Exercise prompt: From the line with "deer nose, imagine" through the final line, please write out the listing exactly, including both of those lines.

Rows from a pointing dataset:

********************

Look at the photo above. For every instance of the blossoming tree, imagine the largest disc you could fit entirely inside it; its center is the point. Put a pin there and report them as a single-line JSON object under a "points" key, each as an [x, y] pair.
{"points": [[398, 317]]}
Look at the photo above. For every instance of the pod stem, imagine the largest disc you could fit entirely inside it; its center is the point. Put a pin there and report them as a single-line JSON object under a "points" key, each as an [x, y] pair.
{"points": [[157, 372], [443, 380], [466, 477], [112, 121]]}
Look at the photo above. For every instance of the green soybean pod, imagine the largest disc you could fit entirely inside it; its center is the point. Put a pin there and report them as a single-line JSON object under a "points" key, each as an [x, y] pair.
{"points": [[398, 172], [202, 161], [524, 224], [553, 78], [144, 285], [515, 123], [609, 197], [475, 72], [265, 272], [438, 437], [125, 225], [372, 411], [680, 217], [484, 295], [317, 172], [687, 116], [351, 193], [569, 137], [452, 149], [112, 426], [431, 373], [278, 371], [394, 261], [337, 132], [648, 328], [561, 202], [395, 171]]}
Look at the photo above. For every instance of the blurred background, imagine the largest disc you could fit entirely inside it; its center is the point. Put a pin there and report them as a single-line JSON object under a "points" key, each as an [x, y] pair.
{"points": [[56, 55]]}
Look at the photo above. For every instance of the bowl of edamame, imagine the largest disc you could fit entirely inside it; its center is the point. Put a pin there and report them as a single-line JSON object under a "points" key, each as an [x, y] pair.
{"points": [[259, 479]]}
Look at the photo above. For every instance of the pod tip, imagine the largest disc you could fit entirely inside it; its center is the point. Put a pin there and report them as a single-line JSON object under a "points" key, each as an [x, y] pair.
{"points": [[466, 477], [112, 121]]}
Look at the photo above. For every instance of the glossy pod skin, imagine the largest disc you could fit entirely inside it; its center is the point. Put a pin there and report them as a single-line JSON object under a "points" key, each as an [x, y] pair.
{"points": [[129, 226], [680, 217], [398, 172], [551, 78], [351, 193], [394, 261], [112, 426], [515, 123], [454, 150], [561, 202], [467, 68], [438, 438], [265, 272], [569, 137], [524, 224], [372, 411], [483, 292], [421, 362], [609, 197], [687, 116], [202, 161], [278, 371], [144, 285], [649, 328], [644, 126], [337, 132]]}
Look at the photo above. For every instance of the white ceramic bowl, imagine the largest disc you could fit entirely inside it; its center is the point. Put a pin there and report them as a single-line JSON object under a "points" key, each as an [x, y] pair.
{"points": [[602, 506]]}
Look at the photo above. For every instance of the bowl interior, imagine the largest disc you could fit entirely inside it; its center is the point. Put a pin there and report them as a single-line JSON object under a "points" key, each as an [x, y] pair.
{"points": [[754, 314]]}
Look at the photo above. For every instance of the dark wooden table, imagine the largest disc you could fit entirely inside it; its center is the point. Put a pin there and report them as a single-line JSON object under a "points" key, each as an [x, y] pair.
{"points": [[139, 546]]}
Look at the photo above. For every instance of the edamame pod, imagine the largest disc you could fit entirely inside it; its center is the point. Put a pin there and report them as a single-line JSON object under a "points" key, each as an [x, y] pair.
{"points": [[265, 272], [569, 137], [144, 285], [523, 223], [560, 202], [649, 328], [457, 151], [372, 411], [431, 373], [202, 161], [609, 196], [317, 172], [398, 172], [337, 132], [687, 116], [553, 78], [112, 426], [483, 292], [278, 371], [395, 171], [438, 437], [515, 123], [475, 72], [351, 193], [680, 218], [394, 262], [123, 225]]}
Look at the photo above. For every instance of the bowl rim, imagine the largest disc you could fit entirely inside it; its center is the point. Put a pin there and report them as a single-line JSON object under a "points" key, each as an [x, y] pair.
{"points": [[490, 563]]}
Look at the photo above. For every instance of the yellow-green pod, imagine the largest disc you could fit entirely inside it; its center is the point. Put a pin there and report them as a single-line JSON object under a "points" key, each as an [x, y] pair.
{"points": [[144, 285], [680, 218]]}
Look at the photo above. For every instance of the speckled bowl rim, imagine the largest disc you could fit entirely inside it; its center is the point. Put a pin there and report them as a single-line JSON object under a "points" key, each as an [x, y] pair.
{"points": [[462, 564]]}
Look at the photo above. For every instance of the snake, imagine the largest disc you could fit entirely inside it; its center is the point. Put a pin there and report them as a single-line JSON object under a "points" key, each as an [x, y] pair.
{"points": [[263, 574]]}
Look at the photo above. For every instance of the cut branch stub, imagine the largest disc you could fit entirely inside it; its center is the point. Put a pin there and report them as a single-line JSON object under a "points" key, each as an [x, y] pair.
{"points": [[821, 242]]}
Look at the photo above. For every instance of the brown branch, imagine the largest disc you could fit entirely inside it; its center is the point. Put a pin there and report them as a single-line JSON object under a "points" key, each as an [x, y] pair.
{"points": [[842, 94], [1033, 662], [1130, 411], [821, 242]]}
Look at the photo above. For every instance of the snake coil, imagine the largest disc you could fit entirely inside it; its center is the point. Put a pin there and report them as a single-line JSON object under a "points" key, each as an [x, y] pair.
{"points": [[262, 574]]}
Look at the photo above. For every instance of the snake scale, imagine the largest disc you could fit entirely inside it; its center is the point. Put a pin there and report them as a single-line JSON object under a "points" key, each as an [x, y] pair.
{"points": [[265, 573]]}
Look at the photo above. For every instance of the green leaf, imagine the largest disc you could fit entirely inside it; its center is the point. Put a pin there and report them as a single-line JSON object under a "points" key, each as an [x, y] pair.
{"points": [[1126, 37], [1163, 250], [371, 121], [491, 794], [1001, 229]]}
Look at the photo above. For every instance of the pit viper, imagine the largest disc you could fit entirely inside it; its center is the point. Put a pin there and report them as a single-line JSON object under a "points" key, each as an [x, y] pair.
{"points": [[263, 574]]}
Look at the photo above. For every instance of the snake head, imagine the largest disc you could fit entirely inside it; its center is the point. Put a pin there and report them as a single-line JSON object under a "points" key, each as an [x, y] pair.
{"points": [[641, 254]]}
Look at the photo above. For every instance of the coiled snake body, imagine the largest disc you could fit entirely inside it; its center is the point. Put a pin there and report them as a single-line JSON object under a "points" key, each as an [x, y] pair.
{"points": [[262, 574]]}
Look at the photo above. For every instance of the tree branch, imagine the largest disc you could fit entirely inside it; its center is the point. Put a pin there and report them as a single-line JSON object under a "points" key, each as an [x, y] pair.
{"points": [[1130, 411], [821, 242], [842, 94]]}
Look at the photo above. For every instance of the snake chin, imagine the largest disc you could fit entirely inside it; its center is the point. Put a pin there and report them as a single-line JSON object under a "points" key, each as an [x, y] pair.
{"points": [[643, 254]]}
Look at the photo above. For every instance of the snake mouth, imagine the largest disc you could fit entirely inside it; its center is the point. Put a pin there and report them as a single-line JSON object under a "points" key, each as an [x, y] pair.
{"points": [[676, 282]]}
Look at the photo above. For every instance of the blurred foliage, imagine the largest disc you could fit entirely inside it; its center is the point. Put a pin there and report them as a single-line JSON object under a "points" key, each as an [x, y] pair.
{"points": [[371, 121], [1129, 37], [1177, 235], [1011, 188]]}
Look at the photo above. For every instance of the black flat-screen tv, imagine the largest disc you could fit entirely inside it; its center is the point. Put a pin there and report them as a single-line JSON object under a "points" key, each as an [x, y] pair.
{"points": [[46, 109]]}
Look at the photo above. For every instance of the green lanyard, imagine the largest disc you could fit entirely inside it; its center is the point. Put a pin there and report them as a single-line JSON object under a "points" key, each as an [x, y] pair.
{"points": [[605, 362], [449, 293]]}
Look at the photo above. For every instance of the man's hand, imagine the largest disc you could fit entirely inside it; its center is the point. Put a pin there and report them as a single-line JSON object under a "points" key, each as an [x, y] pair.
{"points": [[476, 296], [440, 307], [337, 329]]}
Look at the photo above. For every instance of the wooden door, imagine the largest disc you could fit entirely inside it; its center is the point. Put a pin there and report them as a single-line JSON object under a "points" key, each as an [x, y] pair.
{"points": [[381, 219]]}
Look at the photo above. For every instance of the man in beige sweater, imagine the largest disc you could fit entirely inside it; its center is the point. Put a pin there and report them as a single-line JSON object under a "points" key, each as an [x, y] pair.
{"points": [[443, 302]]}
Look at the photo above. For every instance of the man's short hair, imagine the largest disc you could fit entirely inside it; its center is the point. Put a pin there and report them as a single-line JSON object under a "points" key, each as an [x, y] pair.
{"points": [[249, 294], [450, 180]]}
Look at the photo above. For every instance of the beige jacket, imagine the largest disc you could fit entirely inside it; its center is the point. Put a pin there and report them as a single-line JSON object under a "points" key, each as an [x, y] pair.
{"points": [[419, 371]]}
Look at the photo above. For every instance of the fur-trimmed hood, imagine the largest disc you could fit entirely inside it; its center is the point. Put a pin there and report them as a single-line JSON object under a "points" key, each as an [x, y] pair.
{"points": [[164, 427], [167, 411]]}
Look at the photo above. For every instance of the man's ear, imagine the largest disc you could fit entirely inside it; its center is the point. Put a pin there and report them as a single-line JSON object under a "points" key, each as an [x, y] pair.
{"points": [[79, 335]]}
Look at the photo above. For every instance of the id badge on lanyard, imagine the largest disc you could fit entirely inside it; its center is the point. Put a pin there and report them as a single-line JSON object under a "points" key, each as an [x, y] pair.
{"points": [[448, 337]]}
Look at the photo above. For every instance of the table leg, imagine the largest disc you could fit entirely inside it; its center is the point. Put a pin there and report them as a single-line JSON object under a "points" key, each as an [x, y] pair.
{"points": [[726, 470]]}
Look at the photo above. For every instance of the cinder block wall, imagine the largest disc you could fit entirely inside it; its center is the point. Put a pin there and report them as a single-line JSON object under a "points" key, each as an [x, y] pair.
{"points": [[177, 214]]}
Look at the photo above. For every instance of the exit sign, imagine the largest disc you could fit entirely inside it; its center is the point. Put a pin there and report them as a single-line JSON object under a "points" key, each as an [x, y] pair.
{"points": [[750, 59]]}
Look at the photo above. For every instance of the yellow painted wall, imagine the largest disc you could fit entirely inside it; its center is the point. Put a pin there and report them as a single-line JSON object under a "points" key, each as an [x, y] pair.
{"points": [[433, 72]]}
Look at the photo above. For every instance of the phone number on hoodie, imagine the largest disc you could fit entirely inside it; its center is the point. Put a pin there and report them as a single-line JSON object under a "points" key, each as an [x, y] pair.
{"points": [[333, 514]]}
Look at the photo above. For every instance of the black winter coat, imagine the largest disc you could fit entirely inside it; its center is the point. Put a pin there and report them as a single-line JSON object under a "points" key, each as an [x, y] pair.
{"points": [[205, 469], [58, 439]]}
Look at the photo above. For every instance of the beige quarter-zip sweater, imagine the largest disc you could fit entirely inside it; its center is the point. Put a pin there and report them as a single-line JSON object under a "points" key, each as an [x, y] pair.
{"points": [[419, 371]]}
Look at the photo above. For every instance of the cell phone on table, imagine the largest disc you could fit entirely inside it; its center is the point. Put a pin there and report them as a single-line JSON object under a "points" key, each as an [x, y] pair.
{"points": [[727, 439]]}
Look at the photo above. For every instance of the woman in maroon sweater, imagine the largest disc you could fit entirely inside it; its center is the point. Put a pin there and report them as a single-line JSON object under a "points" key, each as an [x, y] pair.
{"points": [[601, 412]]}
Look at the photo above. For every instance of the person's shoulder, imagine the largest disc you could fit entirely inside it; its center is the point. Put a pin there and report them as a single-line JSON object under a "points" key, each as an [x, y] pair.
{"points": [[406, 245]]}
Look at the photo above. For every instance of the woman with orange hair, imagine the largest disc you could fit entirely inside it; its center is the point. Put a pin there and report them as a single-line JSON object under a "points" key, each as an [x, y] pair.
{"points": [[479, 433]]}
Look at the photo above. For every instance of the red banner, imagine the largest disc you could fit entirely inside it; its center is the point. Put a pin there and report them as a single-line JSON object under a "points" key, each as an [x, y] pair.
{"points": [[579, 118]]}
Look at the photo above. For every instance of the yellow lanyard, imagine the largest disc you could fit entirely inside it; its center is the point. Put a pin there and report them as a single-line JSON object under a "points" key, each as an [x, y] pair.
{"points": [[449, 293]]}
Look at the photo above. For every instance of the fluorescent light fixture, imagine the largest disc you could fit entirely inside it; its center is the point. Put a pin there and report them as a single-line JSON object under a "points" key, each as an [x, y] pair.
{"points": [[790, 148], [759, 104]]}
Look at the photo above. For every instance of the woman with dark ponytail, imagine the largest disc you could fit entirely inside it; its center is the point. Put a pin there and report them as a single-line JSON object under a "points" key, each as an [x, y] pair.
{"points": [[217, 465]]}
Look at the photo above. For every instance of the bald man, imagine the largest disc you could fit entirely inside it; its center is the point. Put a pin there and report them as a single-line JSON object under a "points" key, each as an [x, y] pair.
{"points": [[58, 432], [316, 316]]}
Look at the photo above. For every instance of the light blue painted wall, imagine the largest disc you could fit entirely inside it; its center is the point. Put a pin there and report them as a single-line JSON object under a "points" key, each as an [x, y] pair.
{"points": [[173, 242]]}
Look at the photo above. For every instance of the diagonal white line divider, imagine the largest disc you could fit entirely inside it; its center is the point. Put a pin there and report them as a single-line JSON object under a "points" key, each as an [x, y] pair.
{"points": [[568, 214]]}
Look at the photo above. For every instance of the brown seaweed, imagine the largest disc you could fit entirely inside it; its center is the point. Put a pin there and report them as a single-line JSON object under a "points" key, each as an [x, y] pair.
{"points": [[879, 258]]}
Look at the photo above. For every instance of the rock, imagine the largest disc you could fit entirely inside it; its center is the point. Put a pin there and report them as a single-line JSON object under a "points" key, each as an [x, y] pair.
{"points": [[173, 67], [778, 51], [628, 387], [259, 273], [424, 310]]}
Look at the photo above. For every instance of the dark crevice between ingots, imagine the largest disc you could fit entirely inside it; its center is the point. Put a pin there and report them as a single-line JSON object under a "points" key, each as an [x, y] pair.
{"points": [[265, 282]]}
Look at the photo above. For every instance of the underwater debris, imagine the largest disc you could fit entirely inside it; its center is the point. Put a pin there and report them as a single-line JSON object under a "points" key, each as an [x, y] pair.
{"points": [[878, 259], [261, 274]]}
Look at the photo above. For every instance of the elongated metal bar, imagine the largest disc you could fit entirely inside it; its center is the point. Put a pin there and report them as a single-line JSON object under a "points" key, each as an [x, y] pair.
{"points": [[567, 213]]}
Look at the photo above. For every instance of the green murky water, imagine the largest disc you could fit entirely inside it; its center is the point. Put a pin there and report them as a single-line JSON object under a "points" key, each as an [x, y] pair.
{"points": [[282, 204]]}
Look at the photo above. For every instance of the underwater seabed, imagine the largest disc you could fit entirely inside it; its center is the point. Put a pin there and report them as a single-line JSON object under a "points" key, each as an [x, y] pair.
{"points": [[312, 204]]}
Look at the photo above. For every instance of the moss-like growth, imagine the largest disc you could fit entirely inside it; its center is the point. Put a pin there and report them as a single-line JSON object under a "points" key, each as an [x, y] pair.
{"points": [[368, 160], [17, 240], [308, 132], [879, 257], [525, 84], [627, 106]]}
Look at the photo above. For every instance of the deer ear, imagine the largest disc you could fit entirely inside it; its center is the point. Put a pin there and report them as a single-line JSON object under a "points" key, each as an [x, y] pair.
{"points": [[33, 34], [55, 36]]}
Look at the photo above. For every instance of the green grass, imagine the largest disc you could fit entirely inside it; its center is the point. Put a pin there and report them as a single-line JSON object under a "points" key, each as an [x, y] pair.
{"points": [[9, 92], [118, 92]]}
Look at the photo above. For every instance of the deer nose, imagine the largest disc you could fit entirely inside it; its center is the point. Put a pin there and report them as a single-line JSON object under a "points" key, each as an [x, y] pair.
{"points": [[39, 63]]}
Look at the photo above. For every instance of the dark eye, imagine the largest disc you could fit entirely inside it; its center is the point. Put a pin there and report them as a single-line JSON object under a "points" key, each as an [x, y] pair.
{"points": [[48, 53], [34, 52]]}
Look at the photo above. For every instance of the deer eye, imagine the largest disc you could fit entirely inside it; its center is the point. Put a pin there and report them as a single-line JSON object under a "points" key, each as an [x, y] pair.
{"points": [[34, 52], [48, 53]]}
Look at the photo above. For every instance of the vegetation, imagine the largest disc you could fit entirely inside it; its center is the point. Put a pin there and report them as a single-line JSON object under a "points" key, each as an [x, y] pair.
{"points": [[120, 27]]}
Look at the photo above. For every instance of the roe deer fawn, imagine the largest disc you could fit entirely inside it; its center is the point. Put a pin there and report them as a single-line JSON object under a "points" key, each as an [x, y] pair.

********************

Expected output:
Look at the photo above. For every instance of the deer nose, imagine the largest disc you could fit entirely inside it; its center is the point. Put a pin there and report them as a single-line JSON object under a "points" key, each as an [x, y] pair.
{"points": [[39, 63]]}
Look at the photo above. For every instance of the dark eye, imagine the largest disc you could fit entirely inside it; its center is the point. Put a pin there and report them as a single-line JSON object under a "points" key, each as an [x, y] pair.
{"points": [[48, 53], [34, 52]]}
Look at the photo above. For every instance of the deer eye, imagine the largest disc you could fit entirely inside it; its center is the point. Put a pin there and report them as a single-line JSON object under a "points" key, each as an [x, y] pair.
{"points": [[34, 52], [48, 53]]}
Look at the photo above. For every instance of the vegetation, imagine the largest disc you could fit entirely inside it; its center is the point. Put a pin there and report them as a single-line JSON object under a "points" key, each as an [x, y] pair.
{"points": [[120, 27]]}
Look at the photo above. For every instance of the roe deer fawn, imagine the largest disc you could fit entirely inside it; its center is the point. Put a pin there and report them as a single-line JSON object under a "points" key, each as an [x, y] pair.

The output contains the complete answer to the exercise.